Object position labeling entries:
START

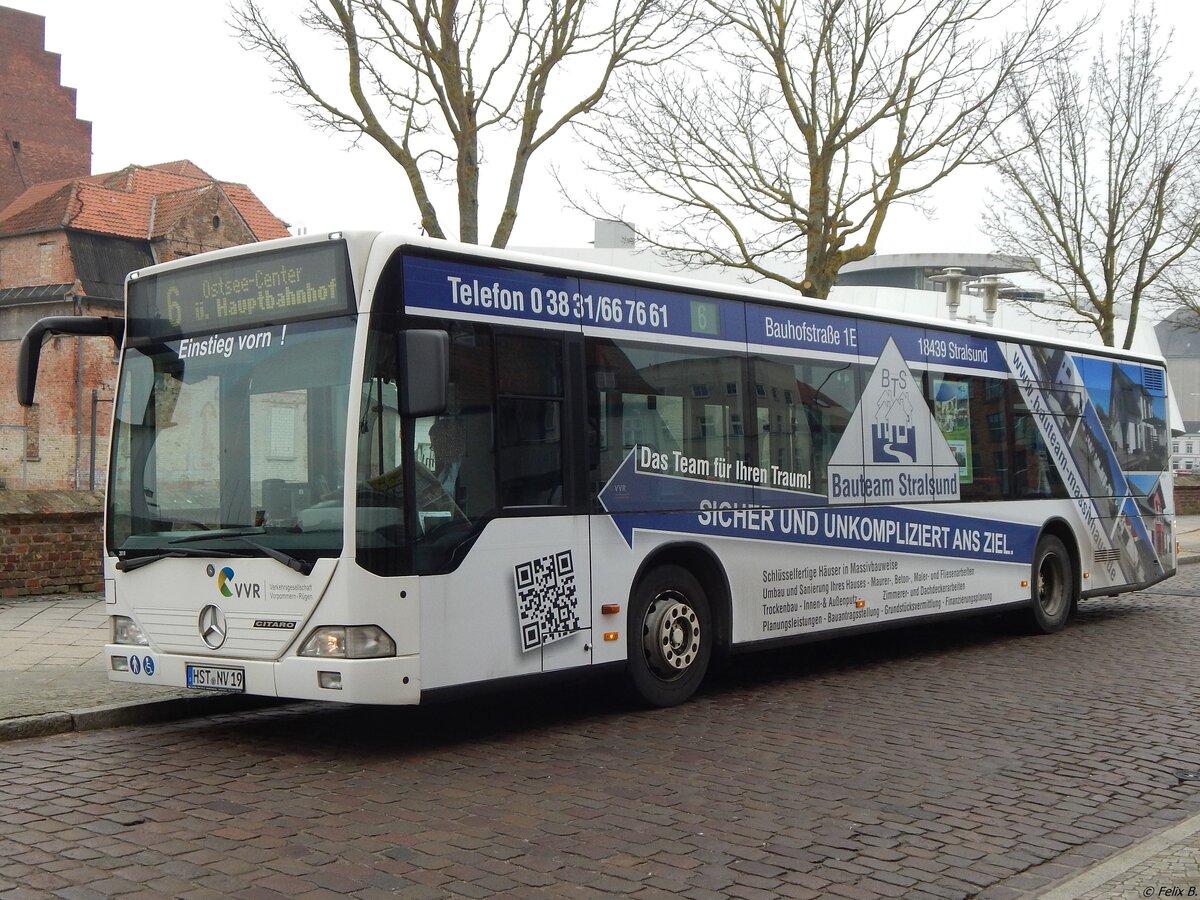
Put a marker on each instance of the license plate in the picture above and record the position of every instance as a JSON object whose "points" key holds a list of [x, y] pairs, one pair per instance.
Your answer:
{"points": [[216, 678]]}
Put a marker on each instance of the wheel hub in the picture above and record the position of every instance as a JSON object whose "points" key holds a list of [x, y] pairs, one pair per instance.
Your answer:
{"points": [[671, 637]]}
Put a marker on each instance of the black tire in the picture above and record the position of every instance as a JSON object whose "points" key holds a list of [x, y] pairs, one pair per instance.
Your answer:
{"points": [[1054, 588], [670, 636]]}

END

Exercise prompt. Retype all of the data above word for word, without changing anything. Leave the pictures out of your copy.

Solution to the exercise.
Put a marker on each instance of the license plate in the picture above and record the position of every instance as a JSON object whose "points" key holds a list of [x, y] pairs, one pair per instance.
Your answer:
{"points": [[216, 678]]}
Put a marker on each instance of the wheel hub in the picture above and record the position of every instance as a JSON object whose "points" key holds a list of [x, y] pairs, one pair per instance.
Your answer:
{"points": [[671, 637]]}
Put a marker on each instance of the black tire in the picture above and record the position of every instance as a JSON object whose "points" key holds a list of [x, y] pairs, one pair per instance.
Your answer:
{"points": [[1054, 588], [670, 636]]}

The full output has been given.